PAGE:
I live in Japan and this has happened so quickly it's been stunning. While not much has changed domestically so far, I am hearing and starting to see foreign people question whether they could work and live here long term if it stays like this. It's fine if you are earning USD and visiting Japan (wow there are so many tourists this year) but if your salary is priced in JPY and you plan to retire in the US, it's basically impossible right now.

My understanding is that most of the pain in JPY is being caused by carry trades by the financial sector. Because they are very common currencies and most traders right now believe that both the US and JP are stuck with a wide spread in interest rates... you can borrow JPY and invest in USD and make 4-5% on it.

As an aside, I also wish we didn't use the terms strong/weak for currencies because it carries a good/bad connotation. It's just high/low and there are pros/cons to each.

6 comments

The other side to this is that after decades of zero to negative inflation (deflation), prices in Japan are finally starting to go up. My personal economic barometer, the Yoshinoya nami gyuudon beef bowl that was 280 yen from the 1990s straight through to the mid-2010s, is up to 448 yen at last check. Not by coincidence, their primary ingredient is imported beef.

Japanese salaries, however, are by and large not going up (certainly not at the same rate), which is obviously causing even more pain and further dividing the haves from the have-nots.

I have a similar concern as an American living in Europe for the last ten years. It was OK-ish when I could work remote and price myself in USD but given the softness in the software job market and the very weak Euro (combined with very low pay in Europe in general) it does make it harder to consider ever being able to move back.
> is being caused by carry trades by the financial sector.

This is a solid short-term explanation, but there's always an investment sector focused on the long term, and those guys are looking at the demographic disaster Japan will inevitably experience.

Carry trades and yield arbitrage explain a lot, but the Hikikomori are wrecking the Yen over the long term.

SOURCE MATERIAL:

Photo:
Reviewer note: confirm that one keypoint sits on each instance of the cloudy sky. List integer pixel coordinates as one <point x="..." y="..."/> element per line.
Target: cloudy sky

GIVEN REQUEST A:
Using the yen discussion above, say whether each statement agrees with it. Answer yes or no, and quote the words that decide it. (i) The Yoshinoya beef bowl cost 280 yen from the 1990s to the mid-2010s. (ii) Japanese salaries are rising at the same rate as prices. (iii) The carry trade described means borrowing USD to invest in JPY.
GIVEN REQUEST B:
Copy out the yen discussion between "I have a similar" and "the long term.", inclusive.

TASK RESPONSE A:
(i) Yes: "the Yoshinoya nami gyuudon beef bowl that was 280 yen from the 1990s straight through to the mid-2010s"
(ii) No: "Japanese salaries, however, are by and large not going up (certainly not at the same rate)"
(iii) No: "you can borrow JPY and invest in USD and make 4-5% on it"

TASK RESPONSE B:
I have a similar concern as an American living in Europe for the last ten years. It was OK-ish when I could work remote and price myself in USD but given the softness in the software job market and the very weak Euro (combined with very low pay in Europe in general) it does make it harder to consider ever being able to move back.
> is being caused by carry trades by the financial sector.

This is a solid short-term explanation, but there's always an investment sector focused on the long term, and those guys are looking at the demographic disaster Japan will inevitably experience.

Carry trades and yield arbitrage explain a lot, but the Hikikomori are wrecking the Yen over the long term.